* Start Supplied records *

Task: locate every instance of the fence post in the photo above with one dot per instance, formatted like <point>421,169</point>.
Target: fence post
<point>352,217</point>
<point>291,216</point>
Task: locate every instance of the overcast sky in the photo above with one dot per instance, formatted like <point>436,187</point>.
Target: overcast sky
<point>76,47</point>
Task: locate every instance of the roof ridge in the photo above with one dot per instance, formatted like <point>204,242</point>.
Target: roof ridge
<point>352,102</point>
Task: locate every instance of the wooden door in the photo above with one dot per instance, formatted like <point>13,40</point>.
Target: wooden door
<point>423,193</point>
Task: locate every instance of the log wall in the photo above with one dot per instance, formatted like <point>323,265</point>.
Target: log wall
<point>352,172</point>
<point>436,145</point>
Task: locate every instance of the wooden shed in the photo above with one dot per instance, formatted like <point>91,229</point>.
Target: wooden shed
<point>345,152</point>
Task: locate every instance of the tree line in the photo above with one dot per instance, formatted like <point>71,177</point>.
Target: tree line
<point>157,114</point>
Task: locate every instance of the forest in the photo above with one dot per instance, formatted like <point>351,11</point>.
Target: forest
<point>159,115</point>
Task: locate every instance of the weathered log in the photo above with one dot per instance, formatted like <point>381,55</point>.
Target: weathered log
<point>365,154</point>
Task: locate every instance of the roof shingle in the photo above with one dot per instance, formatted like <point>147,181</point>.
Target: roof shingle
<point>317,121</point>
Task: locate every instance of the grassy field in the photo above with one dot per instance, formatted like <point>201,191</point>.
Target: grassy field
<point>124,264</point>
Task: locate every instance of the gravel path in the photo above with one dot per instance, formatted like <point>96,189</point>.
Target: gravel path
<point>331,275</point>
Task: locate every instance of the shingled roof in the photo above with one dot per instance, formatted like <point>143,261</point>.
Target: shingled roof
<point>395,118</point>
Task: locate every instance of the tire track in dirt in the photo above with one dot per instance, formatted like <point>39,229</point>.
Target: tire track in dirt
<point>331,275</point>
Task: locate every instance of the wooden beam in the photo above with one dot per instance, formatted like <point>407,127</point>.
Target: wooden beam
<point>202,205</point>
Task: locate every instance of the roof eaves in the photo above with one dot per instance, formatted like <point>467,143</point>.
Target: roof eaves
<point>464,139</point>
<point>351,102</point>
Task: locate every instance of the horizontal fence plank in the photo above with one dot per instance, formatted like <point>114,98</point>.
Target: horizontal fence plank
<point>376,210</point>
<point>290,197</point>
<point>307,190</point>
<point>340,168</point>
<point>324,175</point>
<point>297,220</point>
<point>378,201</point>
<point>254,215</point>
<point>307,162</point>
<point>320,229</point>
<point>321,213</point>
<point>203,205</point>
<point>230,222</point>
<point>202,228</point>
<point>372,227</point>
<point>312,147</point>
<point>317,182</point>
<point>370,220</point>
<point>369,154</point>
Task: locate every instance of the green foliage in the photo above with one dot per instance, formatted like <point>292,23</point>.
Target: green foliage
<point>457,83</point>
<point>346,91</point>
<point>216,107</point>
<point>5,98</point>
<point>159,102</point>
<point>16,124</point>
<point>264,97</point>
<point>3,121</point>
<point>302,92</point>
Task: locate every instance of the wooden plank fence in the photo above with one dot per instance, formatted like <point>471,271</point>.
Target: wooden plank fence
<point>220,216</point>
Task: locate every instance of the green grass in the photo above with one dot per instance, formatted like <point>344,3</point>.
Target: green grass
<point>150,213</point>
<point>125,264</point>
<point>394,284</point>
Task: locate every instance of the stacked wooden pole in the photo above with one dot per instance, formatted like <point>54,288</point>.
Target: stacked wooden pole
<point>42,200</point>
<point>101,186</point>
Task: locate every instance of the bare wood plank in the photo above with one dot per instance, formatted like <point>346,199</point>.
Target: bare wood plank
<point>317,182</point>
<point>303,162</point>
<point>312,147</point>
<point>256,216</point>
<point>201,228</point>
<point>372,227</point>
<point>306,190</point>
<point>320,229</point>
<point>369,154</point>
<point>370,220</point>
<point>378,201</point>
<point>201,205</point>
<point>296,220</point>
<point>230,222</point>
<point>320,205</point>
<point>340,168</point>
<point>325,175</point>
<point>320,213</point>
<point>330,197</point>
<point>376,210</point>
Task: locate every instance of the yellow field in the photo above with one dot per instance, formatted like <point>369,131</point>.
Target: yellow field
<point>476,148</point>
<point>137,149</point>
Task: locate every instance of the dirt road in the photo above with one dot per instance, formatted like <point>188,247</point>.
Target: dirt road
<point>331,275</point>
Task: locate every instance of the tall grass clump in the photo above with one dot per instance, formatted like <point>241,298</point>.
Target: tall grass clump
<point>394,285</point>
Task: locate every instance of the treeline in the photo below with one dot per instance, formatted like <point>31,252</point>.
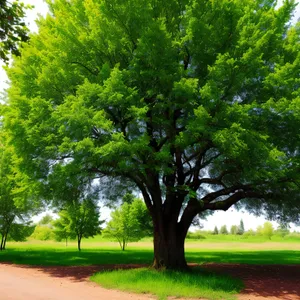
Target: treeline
<point>130,222</point>
<point>266,230</point>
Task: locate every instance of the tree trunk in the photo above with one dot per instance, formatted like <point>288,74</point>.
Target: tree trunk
<point>169,247</point>
<point>4,243</point>
<point>78,243</point>
<point>2,240</point>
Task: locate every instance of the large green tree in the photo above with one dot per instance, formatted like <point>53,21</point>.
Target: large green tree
<point>13,29</point>
<point>194,102</point>
<point>16,205</point>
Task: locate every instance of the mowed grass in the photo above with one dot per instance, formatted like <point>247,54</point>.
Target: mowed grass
<point>105,252</point>
<point>194,284</point>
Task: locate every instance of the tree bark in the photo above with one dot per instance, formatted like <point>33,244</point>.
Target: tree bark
<point>79,243</point>
<point>4,243</point>
<point>169,247</point>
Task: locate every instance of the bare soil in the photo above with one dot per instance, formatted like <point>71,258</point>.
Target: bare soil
<point>264,282</point>
<point>18,282</point>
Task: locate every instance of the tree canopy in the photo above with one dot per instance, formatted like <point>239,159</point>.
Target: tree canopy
<point>13,29</point>
<point>129,223</point>
<point>196,103</point>
<point>77,220</point>
<point>16,204</point>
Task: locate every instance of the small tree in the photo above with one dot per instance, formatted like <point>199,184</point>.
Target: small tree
<point>241,228</point>
<point>129,223</point>
<point>46,220</point>
<point>42,233</point>
<point>79,219</point>
<point>216,231</point>
<point>267,230</point>
<point>283,229</point>
<point>15,206</point>
<point>234,229</point>
<point>62,230</point>
<point>223,229</point>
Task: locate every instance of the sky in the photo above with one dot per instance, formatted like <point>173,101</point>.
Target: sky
<point>231,217</point>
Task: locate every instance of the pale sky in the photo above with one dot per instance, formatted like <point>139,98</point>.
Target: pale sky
<point>231,217</point>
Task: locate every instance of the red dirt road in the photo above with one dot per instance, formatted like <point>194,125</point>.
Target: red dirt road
<point>17,282</point>
<point>26,283</point>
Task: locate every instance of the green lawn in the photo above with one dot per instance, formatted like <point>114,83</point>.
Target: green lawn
<point>198,283</point>
<point>194,284</point>
<point>104,252</point>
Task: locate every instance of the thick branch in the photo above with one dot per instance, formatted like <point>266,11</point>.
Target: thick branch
<point>233,199</point>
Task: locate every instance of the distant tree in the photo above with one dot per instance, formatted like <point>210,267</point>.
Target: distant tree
<point>234,229</point>
<point>223,229</point>
<point>62,230</point>
<point>46,220</point>
<point>129,223</point>
<point>15,205</point>
<point>250,232</point>
<point>42,233</point>
<point>128,198</point>
<point>283,229</point>
<point>78,219</point>
<point>216,231</point>
<point>13,29</point>
<point>44,229</point>
<point>241,228</point>
<point>259,230</point>
<point>20,232</point>
<point>267,230</point>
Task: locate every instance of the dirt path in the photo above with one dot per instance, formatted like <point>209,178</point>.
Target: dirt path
<point>24,283</point>
<point>17,282</point>
<point>264,282</point>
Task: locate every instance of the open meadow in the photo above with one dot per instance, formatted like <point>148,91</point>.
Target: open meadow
<point>215,262</point>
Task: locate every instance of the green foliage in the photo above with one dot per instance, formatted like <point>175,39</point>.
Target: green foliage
<point>198,283</point>
<point>234,229</point>
<point>241,228</point>
<point>216,231</point>
<point>80,219</point>
<point>46,220</point>
<point>43,233</point>
<point>15,202</point>
<point>13,29</point>
<point>249,232</point>
<point>223,230</point>
<point>266,230</point>
<point>173,99</point>
<point>20,232</point>
<point>129,223</point>
<point>283,230</point>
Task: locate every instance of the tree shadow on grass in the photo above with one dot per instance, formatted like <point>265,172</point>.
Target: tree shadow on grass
<point>281,281</point>
<point>265,273</point>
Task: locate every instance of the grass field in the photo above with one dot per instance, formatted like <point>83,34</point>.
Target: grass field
<point>194,284</point>
<point>102,251</point>
<point>198,283</point>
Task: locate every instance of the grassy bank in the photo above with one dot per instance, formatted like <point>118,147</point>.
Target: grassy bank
<point>194,284</point>
<point>52,253</point>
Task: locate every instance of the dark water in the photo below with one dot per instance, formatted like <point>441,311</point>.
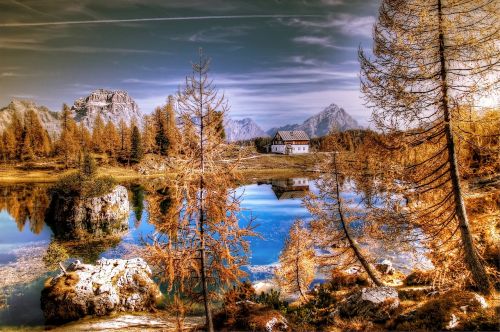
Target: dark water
<point>24,238</point>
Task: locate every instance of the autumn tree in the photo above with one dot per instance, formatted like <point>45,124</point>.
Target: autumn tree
<point>124,133</point>
<point>112,142</point>
<point>67,145</point>
<point>297,261</point>
<point>148,134</point>
<point>98,135</point>
<point>335,225</point>
<point>136,150</point>
<point>172,132</point>
<point>201,245</point>
<point>430,60</point>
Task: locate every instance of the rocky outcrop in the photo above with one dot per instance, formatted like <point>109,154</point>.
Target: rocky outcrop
<point>50,120</point>
<point>73,217</point>
<point>332,117</point>
<point>112,285</point>
<point>244,129</point>
<point>112,106</point>
<point>385,267</point>
<point>375,303</point>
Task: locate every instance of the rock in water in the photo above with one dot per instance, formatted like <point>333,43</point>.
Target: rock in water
<point>76,218</point>
<point>376,303</point>
<point>109,286</point>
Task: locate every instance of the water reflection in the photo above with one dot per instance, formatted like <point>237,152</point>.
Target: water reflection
<point>26,204</point>
<point>293,188</point>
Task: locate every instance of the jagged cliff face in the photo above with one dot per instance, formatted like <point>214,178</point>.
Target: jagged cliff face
<point>113,106</point>
<point>245,129</point>
<point>50,120</point>
<point>332,117</point>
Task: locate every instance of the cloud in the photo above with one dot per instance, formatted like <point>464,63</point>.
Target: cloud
<point>327,42</point>
<point>149,19</point>
<point>348,24</point>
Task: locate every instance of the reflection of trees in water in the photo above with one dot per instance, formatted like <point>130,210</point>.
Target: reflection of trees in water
<point>137,202</point>
<point>26,203</point>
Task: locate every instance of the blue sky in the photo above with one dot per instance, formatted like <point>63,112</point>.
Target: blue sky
<point>277,61</point>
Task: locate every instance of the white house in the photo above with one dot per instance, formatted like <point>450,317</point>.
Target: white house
<point>290,142</point>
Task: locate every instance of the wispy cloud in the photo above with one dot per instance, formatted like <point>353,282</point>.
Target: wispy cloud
<point>348,24</point>
<point>327,42</point>
<point>149,19</point>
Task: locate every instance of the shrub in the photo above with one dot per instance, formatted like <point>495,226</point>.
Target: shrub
<point>340,279</point>
<point>419,278</point>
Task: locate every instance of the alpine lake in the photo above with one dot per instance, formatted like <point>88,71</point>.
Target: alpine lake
<point>273,204</point>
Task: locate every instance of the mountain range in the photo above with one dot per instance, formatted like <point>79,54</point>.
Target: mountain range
<point>117,105</point>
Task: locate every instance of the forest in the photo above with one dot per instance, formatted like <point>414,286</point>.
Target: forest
<point>425,181</point>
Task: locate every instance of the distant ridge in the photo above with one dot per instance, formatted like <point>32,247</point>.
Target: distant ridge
<point>320,124</point>
<point>244,129</point>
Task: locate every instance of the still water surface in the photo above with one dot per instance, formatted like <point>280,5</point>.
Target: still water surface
<point>24,238</point>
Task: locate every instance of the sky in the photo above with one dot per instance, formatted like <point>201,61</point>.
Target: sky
<point>277,61</point>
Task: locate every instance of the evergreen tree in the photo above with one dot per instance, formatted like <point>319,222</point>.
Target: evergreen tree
<point>136,151</point>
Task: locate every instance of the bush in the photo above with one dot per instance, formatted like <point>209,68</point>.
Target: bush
<point>419,278</point>
<point>340,279</point>
<point>436,313</point>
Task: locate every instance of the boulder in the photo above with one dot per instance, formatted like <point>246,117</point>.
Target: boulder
<point>112,285</point>
<point>385,267</point>
<point>375,303</point>
<point>73,217</point>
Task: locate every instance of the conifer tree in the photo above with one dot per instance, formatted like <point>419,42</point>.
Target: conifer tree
<point>433,58</point>
<point>112,142</point>
<point>68,144</point>
<point>161,125</point>
<point>297,261</point>
<point>332,222</point>
<point>202,236</point>
<point>148,134</point>
<point>136,151</point>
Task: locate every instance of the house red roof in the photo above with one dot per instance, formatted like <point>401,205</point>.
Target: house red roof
<point>295,135</point>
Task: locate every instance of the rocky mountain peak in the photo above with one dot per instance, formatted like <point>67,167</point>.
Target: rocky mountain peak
<point>111,105</point>
<point>320,124</point>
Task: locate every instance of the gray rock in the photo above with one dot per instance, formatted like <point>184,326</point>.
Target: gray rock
<point>76,218</point>
<point>112,285</point>
<point>112,106</point>
<point>332,117</point>
<point>376,303</point>
<point>385,267</point>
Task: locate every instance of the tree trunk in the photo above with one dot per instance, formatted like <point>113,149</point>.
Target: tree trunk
<point>471,256</point>
<point>352,242</point>
<point>206,301</point>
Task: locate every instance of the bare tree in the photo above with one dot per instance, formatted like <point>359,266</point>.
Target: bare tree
<point>432,59</point>
<point>199,242</point>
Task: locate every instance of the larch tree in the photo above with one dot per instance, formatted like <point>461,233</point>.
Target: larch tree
<point>67,145</point>
<point>98,136</point>
<point>161,126</point>
<point>201,245</point>
<point>172,132</point>
<point>136,150</point>
<point>431,60</point>
<point>112,141</point>
<point>297,261</point>
<point>335,225</point>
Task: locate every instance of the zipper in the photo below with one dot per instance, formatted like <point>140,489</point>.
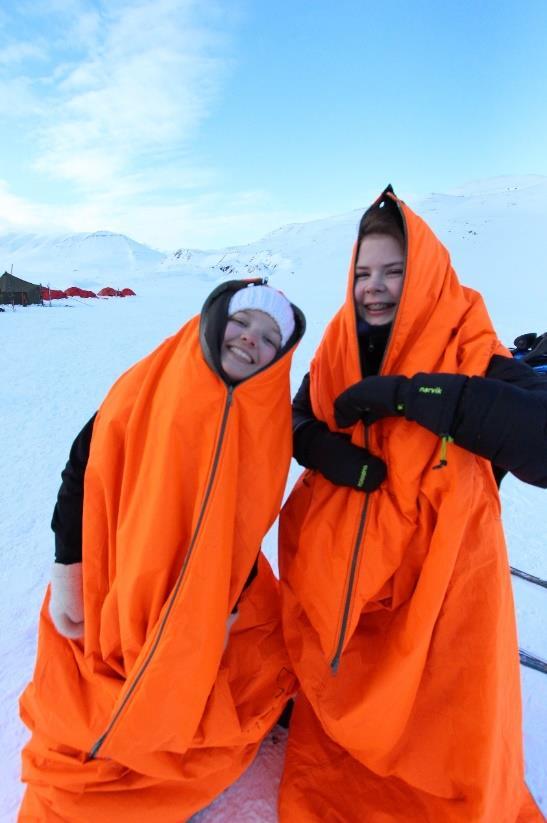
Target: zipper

* End Supplied records *

**Task prompt**
Express the stretch of the listing from the line containing "Task: locate every instance of the log" through the line containing "<point>436,145</point>" as a JSON list of strings, one string per line, leaving out any blank lines.

**Complete answer**
[
  "Task: locate every instance of the log wall in the photo above with one dot per instance, formatted like <point>323,265</point>.",
  "Target: log wall",
  "<point>352,172</point>",
  "<point>436,145</point>"
]